§ Exercice 1
Recopiez le passage de l'extrait sur les néonicotinoïdes allant de « Un trio de chercheurs » jusqu'à « de cette substance. ».
§ Exercice 2
D'après l'extrait sur les néonicotinoïdes, quelle firme produit le Gaucho ?
§ Exercice 3
Traduisez en anglais cette phrase de l'extrait sur les néonicotinoïdes : « Ces produits suscitent la controverse depuis leur déploiement dans les années 1990. »

§ Extrait du texte
──────────────────────────────

C’est peut-être la fin d’une interminable bataille : vendredi 27 avril 2018, les États membres de l’Union européenne ont adopté la proposition de la Commission d’interdire trois néonicotinoïdes (la clothianidine, l’imidaclopride et le thiaméthoxame) à toutes les cultures en plein champ. Ces produits suscitent la controverse depuis leur déploiement dans les années 1990. Pourquoi a-t-il fallu attendre si longtemps ?
Dès 1994, des apiculteurs français signalent en effet de graves troubles affectant leurs colonies. Ces troubles – qui vont jusqu’à la mortalité plus ou moins rapide des abeilles – apparaissent alors principalement au début de la floraison des tournesols qui fournissent une abondante quantité de nectar et de pollen aux insectes.
Après une enquête de terrain, les apiculteurs constatent qu’un nouvel insecticide est utilisé pour le traitement préventif de cette culture : il s’agit de l’imidaclopride, de la famille des néonicotinoïdes. Ces insecticides neurotoxiques agissent en particulier sur le système nerveux central des insectes.
Appelé Gaucho sous sa formulation commerciale, il est produit par la firme chimique allemande Bayer. On l’applique suivant un mode d’administration particulier : l’insecticide n’est pas pulvérisé sur les plantes, mais enrobe les graines de tournesol à partir desquelles il se déplace dans toute la plante.
Un trio de chercheurs volontaires
N’ayant trouvé aucune aide véritable auprès des pouvoirs publics qui ont autorisé l’emploi de cette substance, les apiculteurs se tournent alors vers les scientifiques, susceptibles d’apporter les preuves de la toxicité – ou non – de cette substance.

──────────────────────────────

§ Données
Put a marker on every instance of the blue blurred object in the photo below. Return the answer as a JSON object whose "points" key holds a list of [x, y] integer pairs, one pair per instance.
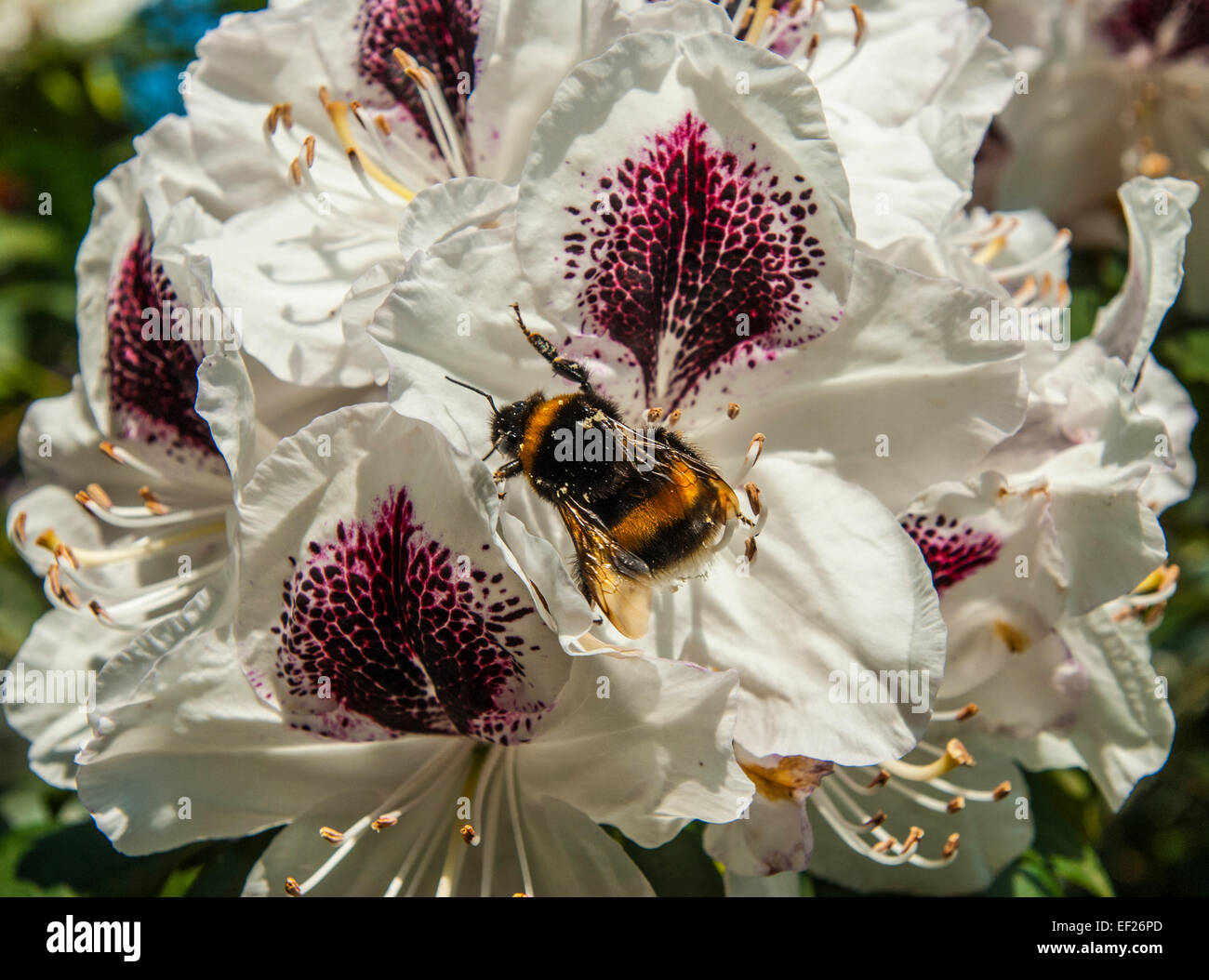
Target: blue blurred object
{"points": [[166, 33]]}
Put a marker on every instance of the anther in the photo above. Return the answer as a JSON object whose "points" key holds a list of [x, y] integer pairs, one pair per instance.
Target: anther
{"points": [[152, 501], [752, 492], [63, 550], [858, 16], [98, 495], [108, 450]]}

──────────────────────────────

§ Réponse attendue 1
Un trio de chercheurs volontaires
N’ayant trouvé aucune aide véritable auprès des pouvoirs publics qui ont autorisé l’emploi de cette substance, les apiculteurs se tournent alors vers les scientifiques, susceptibles d’apporter les preuves de la toxicité – ou non – de cette substance.

§ Réponse attendue 2
La firme chimique allemande Bayer.

§ Réponse attendue 3
These products have been controversial since they were introduced in the 1990s.